**AUFGABE**
Führen Sie den Text über den Roman „Das goldene Kalb“ im Anschluss an seinen letzten Satz weiter.

**DOKUMENTTEXT**
☆ ☆ ☆ ☆
Lachen über die Sowjetunion: der Roman „Das goldene Kalb oder Die Jagd nach der Million“.

Der eindrucksstarke, temporeiche Bericht eines sowjetischen Autorenduos über eine Reise quer durch das Amerika der großen Depression war nicht nur im Jahr 1936 eine Sensation, sondern wurde vor zwei Jahren – in deutscher Übersetzung und feiner Buchgestaltung – auch zu einem der größten Erfolge der Anderen Bibliothek. Nun folgt auf „Das eingeschossige Amerika“ eines der Werke, die den Ruhm von Ilja Ilf und Jewgeni Petrow begründeten: „Das goldene Kalb oder Die Jagd nach der Million“. Der Titel klingt nach einer weiteren kapitalistischen Tour de Force, aber der Roman spielt im Land der Arbeiterträume um das Jahr 1930.

Ostap Bender ist nicht ganz einverstanden mit dem Atem der Geschichte, wie er dort neuerdings weht. „Ich will weg von hier. Letztes Jahr sind bei mir ernsthafte Unstimmigkeiten mit der Sowjetmacht entstanden. Sie will den Sozialismus aufbauen. Ich will nicht. Das ist mir zu langweilig.“ Bender ist ein Erz-Individualist, mithin: ein Typ von gestern, der quer zur kollektivistischen Epoche steht, sich deshalb aber auch als schelmische Hauptfigur eines satirischen Romans über die frühe Sowjetunion eignet.

Sein eigenwilliger Plan: Er will einen NÖP-Millionär um sein Geld bringen. Und dann: Ab nach Rio! Doch die von Lenin veranstaltete Neue Ökonomische Politik mit privatkapitalistischen Lizenzen ist vorbei, das Land steht im Zeichen von Zwangskollektivierung und erstem Fünfjahresplan. Millionäre sind scheu geworden. Der eine, den Bender schließlich anvisiert – ein gewisser Alexander Korejko –, führt inzwischen eine Scheinexistenz als braver Buchhalter und wartet auf die Rückkehr des Kapitalismus.
☆ ☆ ☆ ☆
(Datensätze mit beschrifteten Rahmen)
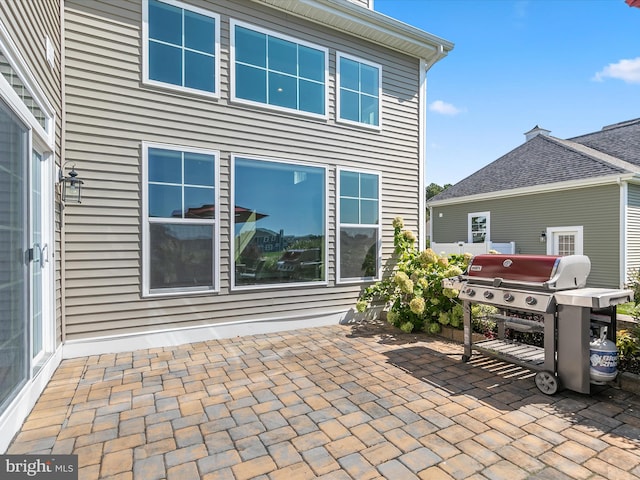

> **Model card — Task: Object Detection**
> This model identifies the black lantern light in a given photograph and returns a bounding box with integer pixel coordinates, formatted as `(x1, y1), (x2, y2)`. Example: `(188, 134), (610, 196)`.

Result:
(59, 163), (84, 203)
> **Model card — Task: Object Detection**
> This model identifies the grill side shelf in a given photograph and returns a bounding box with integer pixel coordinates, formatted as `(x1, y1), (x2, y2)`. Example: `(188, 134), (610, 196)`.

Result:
(473, 340), (544, 370)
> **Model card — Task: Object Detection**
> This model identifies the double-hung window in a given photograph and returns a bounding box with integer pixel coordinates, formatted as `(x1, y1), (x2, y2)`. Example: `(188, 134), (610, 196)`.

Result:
(231, 20), (328, 116)
(143, 143), (220, 295)
(337, 169), (381, 282)
(143, 0), (220, 96)
(336, 53), (382, 127)
(232, 157), (327, 288)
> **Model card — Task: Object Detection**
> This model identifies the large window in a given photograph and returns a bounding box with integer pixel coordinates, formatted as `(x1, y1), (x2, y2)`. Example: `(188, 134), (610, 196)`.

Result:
(337, 54), (382, 127)
(233, 157), (327, 287)
(467, 212), (490, 243)
(231, 21), (327, 116)
(144, 0), (220, 95)
(338, 170), (380, 281)
(143, 144), (219, 294)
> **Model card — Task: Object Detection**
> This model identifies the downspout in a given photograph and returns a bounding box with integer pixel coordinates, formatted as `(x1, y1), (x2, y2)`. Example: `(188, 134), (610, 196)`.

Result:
(58, 0), (67, 345)
(418, 45), (447, 250)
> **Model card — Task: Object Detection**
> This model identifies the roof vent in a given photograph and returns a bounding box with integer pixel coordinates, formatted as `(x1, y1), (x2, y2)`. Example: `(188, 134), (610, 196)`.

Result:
(524, 125), (551, 142)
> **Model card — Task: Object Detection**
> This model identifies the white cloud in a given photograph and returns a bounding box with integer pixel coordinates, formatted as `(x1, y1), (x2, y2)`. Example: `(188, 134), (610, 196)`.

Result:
(429, 100), (461, 116)
(593, 57), (640, 83)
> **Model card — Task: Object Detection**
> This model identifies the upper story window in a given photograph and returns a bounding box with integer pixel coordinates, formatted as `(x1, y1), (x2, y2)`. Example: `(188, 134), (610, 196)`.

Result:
(467, 212), (490, 243)
(337, 170), (381, 281)
(231, 20), (328, 116)
(143, 0), (220, 96)
(337, 53), (382, 127)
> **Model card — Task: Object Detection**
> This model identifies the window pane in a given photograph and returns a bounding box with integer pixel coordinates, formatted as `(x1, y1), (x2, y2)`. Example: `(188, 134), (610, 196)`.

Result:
(184, 152), (215, 187)
(184, 51), (215, 92)
(340, 171), (360, 197)
(340, 228), (378, 279)
(340, 57), (360, 92)
(340, 89), (360, 122)
(149, 223), (213, 290)
(269, 72), (298, 108)
(360, 173), (378, 199)
(360, 200), (378, 225)
(298, 45), (324, 83)
(340, 198), (360, 223)
(300, 80), (325, 115)
(149, 184), (182, 218)
(149, 0), (182, 45)
(236, 65), (267, 103)
(360, 64), (379, 97)
(184, 10), (216, 55)
(184, 187), (215, 218)
(268, 37), (298, 75)
(234, 158), (325, 285)
(360, 95), (379, 125)
(149, 42), (182, 85)
(236, 26), (267, 68)
(148, 148), (182, 183)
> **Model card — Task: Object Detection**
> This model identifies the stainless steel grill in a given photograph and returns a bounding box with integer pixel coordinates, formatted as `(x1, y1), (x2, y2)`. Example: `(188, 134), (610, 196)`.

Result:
(449, 255), (633, 395)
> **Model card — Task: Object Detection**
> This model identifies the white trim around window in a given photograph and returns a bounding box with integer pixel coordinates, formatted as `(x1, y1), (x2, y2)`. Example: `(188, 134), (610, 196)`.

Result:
(467, 212), (491, 243)
(229, 19), (329, 120)
(336, 168), (382, 284)
(141, 142), (221, 297)
(142, 0), (221, 98)
(336, 52), (382, 130)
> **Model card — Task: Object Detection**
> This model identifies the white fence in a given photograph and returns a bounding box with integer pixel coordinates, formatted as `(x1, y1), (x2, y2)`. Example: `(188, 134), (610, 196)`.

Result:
(431, 242), (516, 255)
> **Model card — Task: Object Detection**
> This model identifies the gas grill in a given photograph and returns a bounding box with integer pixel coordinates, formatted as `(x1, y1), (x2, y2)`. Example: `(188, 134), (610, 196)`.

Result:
(448, 255), (633, 395)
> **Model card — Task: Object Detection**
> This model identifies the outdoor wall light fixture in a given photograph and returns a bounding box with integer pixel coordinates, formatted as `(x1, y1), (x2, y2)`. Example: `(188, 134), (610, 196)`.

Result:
(58, 162), (84, 203)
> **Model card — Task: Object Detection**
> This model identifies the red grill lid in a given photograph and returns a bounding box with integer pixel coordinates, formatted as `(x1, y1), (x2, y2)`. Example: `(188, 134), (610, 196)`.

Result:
(467, 254), (562, 283)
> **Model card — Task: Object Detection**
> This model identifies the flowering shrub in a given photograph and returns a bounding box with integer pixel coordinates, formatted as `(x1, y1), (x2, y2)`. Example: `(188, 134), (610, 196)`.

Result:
(356, 217), (471, 334)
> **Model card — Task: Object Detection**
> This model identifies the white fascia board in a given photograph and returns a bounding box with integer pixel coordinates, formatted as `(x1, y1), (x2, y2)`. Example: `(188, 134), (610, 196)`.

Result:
(252, 0), (453, 61)
(427, 173), (640, 207)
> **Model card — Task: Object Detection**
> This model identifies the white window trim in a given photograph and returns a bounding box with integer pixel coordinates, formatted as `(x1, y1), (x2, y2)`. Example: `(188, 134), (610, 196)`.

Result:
(229, 153), (329, 291)
(229, 19), (329, 120)
(142, 0), (221, 98)
(546, 225), (584, 255)
(335, 167), (382, 285)
(467, 212), (491, 243)
(141, 142), (221, 297)
(336, 52), (382, 131)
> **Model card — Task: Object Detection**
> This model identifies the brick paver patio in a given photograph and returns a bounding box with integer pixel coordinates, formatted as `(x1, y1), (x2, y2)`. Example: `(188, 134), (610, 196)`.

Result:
(7, 318), (640, 480)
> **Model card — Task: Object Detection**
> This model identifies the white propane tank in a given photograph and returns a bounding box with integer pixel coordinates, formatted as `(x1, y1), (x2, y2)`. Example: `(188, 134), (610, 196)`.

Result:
(589, 327), (618, 384)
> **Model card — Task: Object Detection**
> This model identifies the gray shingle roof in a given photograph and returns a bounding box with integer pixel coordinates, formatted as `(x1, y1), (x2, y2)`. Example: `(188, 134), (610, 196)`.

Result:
(429, 119), (640, 202)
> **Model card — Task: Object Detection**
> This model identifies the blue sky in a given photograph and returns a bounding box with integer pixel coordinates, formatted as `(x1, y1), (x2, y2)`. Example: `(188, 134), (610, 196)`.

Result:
(374, 0), (640, 185)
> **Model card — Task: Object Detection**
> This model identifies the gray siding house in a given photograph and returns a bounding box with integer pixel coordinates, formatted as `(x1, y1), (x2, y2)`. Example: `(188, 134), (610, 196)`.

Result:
(0, 0), (453, 451)
(428, 119), (640, 288)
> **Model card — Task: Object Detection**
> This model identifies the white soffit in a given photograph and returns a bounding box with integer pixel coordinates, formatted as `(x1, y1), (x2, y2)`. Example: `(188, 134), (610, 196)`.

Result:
(253, 0), (453, 61)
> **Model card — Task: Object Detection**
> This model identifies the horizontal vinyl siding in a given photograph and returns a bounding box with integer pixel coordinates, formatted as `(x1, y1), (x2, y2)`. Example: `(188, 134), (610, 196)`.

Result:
(65, 0), (419, 339)
(626, 184), (640, 282)
(0, 0), (62, 345)
(432, 185), (620, 287)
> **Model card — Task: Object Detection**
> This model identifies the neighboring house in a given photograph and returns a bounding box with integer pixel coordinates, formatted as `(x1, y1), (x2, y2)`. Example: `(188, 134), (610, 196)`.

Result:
(427, 119), (640, 288)
(0, 0), (453, 451)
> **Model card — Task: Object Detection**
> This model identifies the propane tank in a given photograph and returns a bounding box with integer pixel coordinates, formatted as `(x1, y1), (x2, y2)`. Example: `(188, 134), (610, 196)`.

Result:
(589, 327), (618, 385)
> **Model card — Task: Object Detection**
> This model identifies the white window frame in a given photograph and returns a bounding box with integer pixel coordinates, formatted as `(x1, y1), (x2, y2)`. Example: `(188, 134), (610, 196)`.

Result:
(336, 167), (382, 284)
(336, 52), (382, 131)
(142, 0), (221, 98)
(229, 153), (329, 291)
(229, 19), (329, 120)
(467, 212), (491, 243)
(141, 142), (221, 297)
(546, 225), (584, 255)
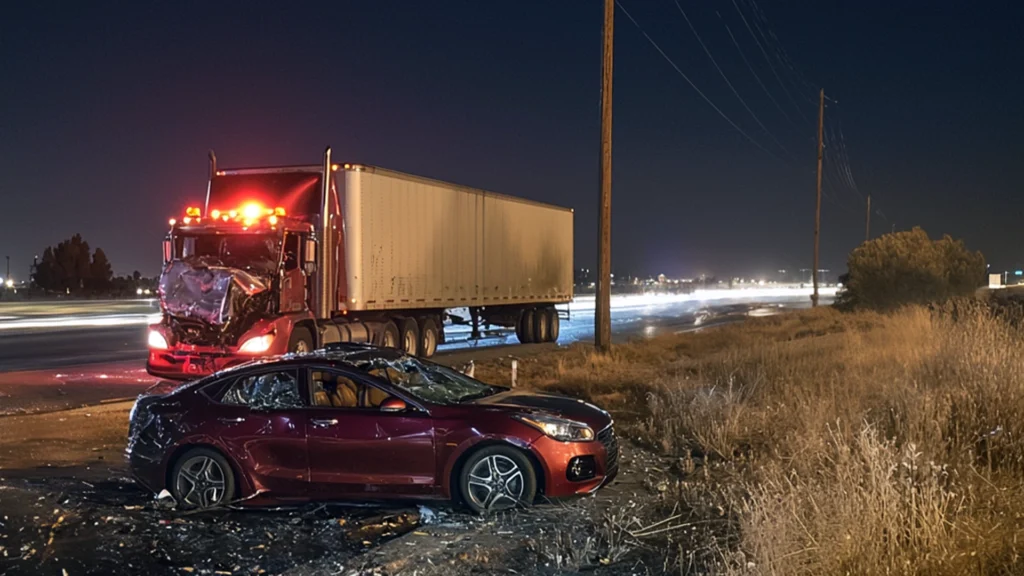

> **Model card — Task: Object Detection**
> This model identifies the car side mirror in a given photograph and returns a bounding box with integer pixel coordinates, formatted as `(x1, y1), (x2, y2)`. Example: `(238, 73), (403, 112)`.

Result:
(381, 396), (409, 412)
☆ ☆ ☆ ☆
**LÖSUNG**
„Automobilmachung“ ist angesagt. Mit ihrer Klapperkiste setzen sich der „große Kombinator“ und seine Kumpane auf die Spuren des heimlichen Millionärs: ein Roadmovie durch ein Land im Totalumbruch. Da werden Traktorenwerke, Filmfabriken, Stahlstädte und neue Verkehrswege in beinahe futuristischer Prosa geschildert. Vielfach zeigen sich aber auch alte Untugenden in neuer Pracht: Bürokratismus, Prinzipienreiterei und Korruption. Vor allem die sowjetische Liebe zu pompösen Formeln, die eine schäbige Wirklichkeit aufschmücken sollen, wird satirisch produktiv. Als die Bender-Bande Korejko in Tschernomorsk ausfindig macht, eröffnet sie zu Tarnzwecken erst einmal ein Büro, genauer: eine „Tschernomorsker Filiale des Arbatower Kontors zum Ankauf von Hörnern und Hufen“. Überall heiße Worte – und nur wenig dahinter.

„Das goldene Kalb oder Die Jagd nach der Million“ ist ursprünglich als Fortsetzungsroman erschienen. Der Faden der Handlung hängt manchmal durch, einige Episoden sind nur lose hineingeknüpft, darunter gibt es jedoch Kabinettstücke wie die Geschichte von Wassissuali Lochankin, der in den Hungerstreik tritt, weil ihn seine Frau verlassen will – da zerreißt er demonstrativ seine Brotkarte. Die Handlung führt bis nach Zentralasien. „Jetzt bin ich Millionär“ kann Ostap Bender am Ende ausrufen. Nur hat er überhaupt nichts davon. Privatkapital lässt sich im Sowjetreich nicht in Werte transferieren.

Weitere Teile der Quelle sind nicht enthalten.